====== Supplied records ======
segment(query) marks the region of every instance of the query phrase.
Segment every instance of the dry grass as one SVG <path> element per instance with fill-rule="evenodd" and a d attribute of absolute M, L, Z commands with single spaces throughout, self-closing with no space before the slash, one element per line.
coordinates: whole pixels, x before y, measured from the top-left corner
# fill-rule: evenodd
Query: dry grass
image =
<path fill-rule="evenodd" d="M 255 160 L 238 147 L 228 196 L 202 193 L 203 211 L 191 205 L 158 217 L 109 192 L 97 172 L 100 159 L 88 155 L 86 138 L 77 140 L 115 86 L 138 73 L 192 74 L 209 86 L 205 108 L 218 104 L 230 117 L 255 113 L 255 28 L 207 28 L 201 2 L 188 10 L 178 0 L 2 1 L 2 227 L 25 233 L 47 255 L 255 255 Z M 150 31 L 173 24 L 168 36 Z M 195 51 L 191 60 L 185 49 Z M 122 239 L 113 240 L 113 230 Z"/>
======
▶ **What needs to be done**
Update the entries above by changing every occurrence of "dry grass" to "tall grass" and leaving everything else as it is.

▶ **Complete response**
segment(query) marks the region of every instance of the query phrase.
Segment every instance of the tall grass as one SVG <path> element per instance with fill-rule="evenodd" and a d attribute of absolute M, L, Z commands with single spaces throughout, self-closing with no space before the slash, one element per line.
coordinates: whole pixels, x before y, measured from the top-left corner
# fill-rule: evenodd
Query: tall grass
image =
<path fill-rule="evenodd" d="M 255 160 L 238 147 L 228 196 L 202 193 L 203 211 L 191 205 L 158 217 L 109 192 L 97 172 L 100 159 L 88 155 L 86 138 L 77 140 L 115 86 L 138 73 L 192 74 L 209 86 L 205 108 L 218 104 L 230 117 L 255 113 L 255 28 L 207 28 L 201 2 L 188 10 L 178 0 L 2 1 L 2 227 L 25 233 L 47 255 L 255 255 Z M 150 31 L 173 24 L 168 36 Z M 195 51 L 191 60 L 185 49 Z M 122 239 L 113 240 L 113 230 Z"/>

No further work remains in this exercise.